• [Exercise]:
Can you recast this data as a JSON list of strings, with one string per line and blank lines left out?

[Records of labeled points]
####################

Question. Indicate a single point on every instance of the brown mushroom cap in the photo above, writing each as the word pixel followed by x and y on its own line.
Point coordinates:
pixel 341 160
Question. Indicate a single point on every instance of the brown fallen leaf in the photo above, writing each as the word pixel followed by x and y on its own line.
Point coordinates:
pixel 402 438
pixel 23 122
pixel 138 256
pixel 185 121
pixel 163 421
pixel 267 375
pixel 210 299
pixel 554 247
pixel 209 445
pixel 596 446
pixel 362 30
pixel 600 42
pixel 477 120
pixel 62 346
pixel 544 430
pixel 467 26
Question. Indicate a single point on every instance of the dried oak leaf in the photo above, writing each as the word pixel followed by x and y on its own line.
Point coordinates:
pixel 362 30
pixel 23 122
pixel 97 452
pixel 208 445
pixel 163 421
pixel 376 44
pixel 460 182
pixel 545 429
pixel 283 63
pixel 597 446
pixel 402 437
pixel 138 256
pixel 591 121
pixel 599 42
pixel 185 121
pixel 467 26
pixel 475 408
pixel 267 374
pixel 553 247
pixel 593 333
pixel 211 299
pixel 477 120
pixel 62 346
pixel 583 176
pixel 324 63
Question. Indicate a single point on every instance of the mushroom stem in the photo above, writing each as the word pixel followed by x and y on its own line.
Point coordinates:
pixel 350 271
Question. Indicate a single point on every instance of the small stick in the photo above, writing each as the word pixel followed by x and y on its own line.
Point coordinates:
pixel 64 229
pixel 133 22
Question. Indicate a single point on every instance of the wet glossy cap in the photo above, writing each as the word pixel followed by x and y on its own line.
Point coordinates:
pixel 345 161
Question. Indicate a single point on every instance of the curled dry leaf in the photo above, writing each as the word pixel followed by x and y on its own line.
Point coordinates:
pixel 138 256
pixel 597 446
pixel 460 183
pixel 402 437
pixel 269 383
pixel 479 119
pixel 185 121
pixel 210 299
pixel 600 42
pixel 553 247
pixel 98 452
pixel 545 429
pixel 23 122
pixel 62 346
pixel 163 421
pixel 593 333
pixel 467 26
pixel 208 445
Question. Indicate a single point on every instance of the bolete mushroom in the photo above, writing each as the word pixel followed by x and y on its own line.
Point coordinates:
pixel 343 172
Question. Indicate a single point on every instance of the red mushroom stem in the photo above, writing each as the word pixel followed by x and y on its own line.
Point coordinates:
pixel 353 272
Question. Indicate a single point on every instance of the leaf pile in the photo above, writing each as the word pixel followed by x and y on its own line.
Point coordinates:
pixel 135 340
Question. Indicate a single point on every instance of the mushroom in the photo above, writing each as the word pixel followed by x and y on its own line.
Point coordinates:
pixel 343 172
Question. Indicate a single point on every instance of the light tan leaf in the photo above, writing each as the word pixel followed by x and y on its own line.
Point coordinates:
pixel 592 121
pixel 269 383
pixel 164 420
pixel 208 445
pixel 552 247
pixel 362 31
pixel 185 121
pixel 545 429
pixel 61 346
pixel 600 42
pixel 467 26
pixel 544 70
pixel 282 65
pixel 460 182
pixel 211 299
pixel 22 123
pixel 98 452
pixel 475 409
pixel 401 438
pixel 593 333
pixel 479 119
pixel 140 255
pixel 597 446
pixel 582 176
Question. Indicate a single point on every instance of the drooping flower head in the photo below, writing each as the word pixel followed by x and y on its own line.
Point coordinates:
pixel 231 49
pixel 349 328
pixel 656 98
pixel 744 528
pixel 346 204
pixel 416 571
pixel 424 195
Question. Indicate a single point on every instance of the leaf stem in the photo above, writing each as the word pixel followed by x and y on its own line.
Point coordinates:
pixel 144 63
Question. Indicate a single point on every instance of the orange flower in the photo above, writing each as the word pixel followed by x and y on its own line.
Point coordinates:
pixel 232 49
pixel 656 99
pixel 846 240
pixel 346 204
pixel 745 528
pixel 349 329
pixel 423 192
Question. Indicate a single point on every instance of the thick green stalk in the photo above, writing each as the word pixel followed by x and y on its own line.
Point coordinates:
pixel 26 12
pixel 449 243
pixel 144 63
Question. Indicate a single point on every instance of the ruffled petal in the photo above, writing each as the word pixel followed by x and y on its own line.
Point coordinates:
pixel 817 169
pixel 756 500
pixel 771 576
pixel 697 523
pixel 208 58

####################

• [Written response]:
[
  "Question. Indicate a single point on every instance of the brown mushroom cap in the photo above, writing each as the word pixel followed by x and y on its own line.",
  "Point coordinates:",
  "pixel 341 160",
  "Question. Indicate a single point on every instance of the brown fallen leaf in the photo above, writing each as the word pixel followed by x and y on its own line.",
  "Point coordinates:",
  "pixel 402 438",
  "pixel 23 122",
  "pixel 138 256",
  "pixel 185 121",
  "pixel 163 421",
  "pixel 267 375",
  "pixel 210 299",
  "pixel 554 247",
  "pixel 209 445",
  "pixel 596 446",
  "pixel 362 30",
  "pixel 600 42",
  "pixel 477 120",
  "pixel 62 346",
  "pixel 544 430",
  "pixel 467 26",
  "Question. Indicate a single point on every instance of the dried oak leaf in the photo above, writing each as the word pixel followed by x and y on its own line.",
  "Point coordinates:",
  "pixel 362 30",
  "pixel 23 122",
  "pixel 97 452",
  "pixel 208 445",
  "pixel 163 421",
  "pixel 376 44",
  "pixel 460 182",
  "pixel 545 429",
  "pixel 283 63",
  "pixel 597 446",
  "pixel 402 437",
  "pixel 138 256",
  "pixel 591 121",
  "pixel 599 42",
  "pixel 185 121",
  "pixel 467 26",
  "pixel 475 408",
  "pixel 267 374",
  "pixel 553 247",
  "pixel 593 333",
  "pixel 211 299",
  "pixel 477 120",
  "pixel 62 346",
  "pixel 583 176",
  "pixel 324 63",
  "Question. Indicate a single point on every instance of the mushroom stem in the photo above, writing each as the word pixel followed by x and y on its own line.",
  "Point coordinates:",
  "pixel 350 271",
  "Question. Indicate a single point on every instance of the small stick in the photo above, writing each as the word pixel followed by x and y on its own line.",
  "Point coordinates:",
  "pixel 64 229",
  "pixel 133 22",
  "Question. Indicate a single point on every instance of the wet glossy cap in the photo above, writing each as the word pixel followed by x and y on its own line.",
  "Point coordinates:",
  "pixel 345 161",
  "Question. Indicate a single point on every instance of the curled dry leaf in the photo above, writing each as the word pixel followed by x and y on its own line.",
  "Point coordinates:",
  "pixel 138 256",
  "pixel 597 446",
  "pixel 460 183",
  "pixel 402 437",
  "pixel 269 383",
  "pixel 479 119",
  "pixel 185 121",
  "pixel 210 299",
  "pixel 600 42",
  "pixel 553 247",
  "pixel 98 452",
  "pixel 545 429",
  "pixel 23 122",
  "pixel 62 346",
  "pixel 163 421",
  "pixel 593 333",
  "pixel 467 26",
  "pixel 208 445",
  "Question. Indicate a single point on every instance of the bolete mushroom in the photo above, writing each as the word pixel followed by x and y on its own line.",
  "Point coordinates:",
  "pixel 343 172",
  "Question. Indicate a single point on every instance of the red mushroom stem in the photo above, writing each as the word pixel followed by x and y on its own line.",
  "Point coordinates:",
  "pixel 353 272",
  "Question. Indicate a single point on every instance of the leaf pile in the photo above, writing each as the word pixel followed by x and y on its own line.",
  "Point coordinates:",
  "pixel 135 340",
  "Question. Indicate a single point on every instance of the mushroom in the photo above, writing each as the word pixel followed by x and y on its own line.",
  "Point coordinates:",
  "pixel 343 172",
  "Question. Indicate a single point on every instance of the light tan leaf in the photo above, writing each as the word pixel followed by x and y on its own line.",
  "Point coordinates:",
  "pixel 592 121",
  "pixel 269 383",
  "pixel 164 420",
  "pixel 208 445",
  "pixel 552 247",
  "pixel 362 31",
  "pixel 185 121",
  "pixel 545 429",
  "pixel 61 346",
  "pixel 600 42",
  "pixel 467 26",
  "pixel 544 70",
  "pixel 282 65",
  "pixel 460 182",
  "pixel 211 299",
  "pixel 22 123",
  "pixel 98 452",
  "pixel 475 409",
  "pixel 401 438",
  "pixel 593 333",
  "pixel 479 119",
  "pixel 140 255",
  "pixel 597 446",
  "pixel 582 176",
  "Question. Indicate a single point on every instance of the drooping flower head in the photo below, writing each as the word pixel followed by x and y on its own line.",
  "Point coordinates:",
  "pixel 231 49",
  "pixel 349 328",
  "pixel 656 98",
  "pixel 744 528",
  "pixel 346 204",
  "pixel 416 571",
  "pixel 424 195",
  "Question. Indicate a single point on every instance of the leaf stem in the photo above, writing each as the word pixel followed by x and y on its own line.",
  "Point coordinates:",
  "pixel 144 63",
  "Question. Indicate a single point on every instance of the orange flower in the photo above, writing each as the word pixel followed by x and y on its own line.",
  "Point coordinates:",
  "pixel 232 49",
  "pixel 656 99",
  "pixel 846 240",
  "pixel 346 204",
  "pixel 745 528",
  "pixel 349 329",
  "pixel 423 192",
  "Question. Indicate a single point on every instance of the thick green stalk in the photo above, writing each as the word pixel followed by x and y on its own line.",
  "Point coordinates:",
  "pixel 26 12",
  "pixel 449 243",
  "pixel 144 63",
  "Question. Indicate a single point on every instance of the ruffled petal in the photo above, writing each as the word pixel followed by x and y on its own line.",
  "Point coordinates:",
  "pixel 817 169",
  "pixel 756 500",
  "pixel 771 576",
  "pixel 697 523",
  "pixel 208 58"
]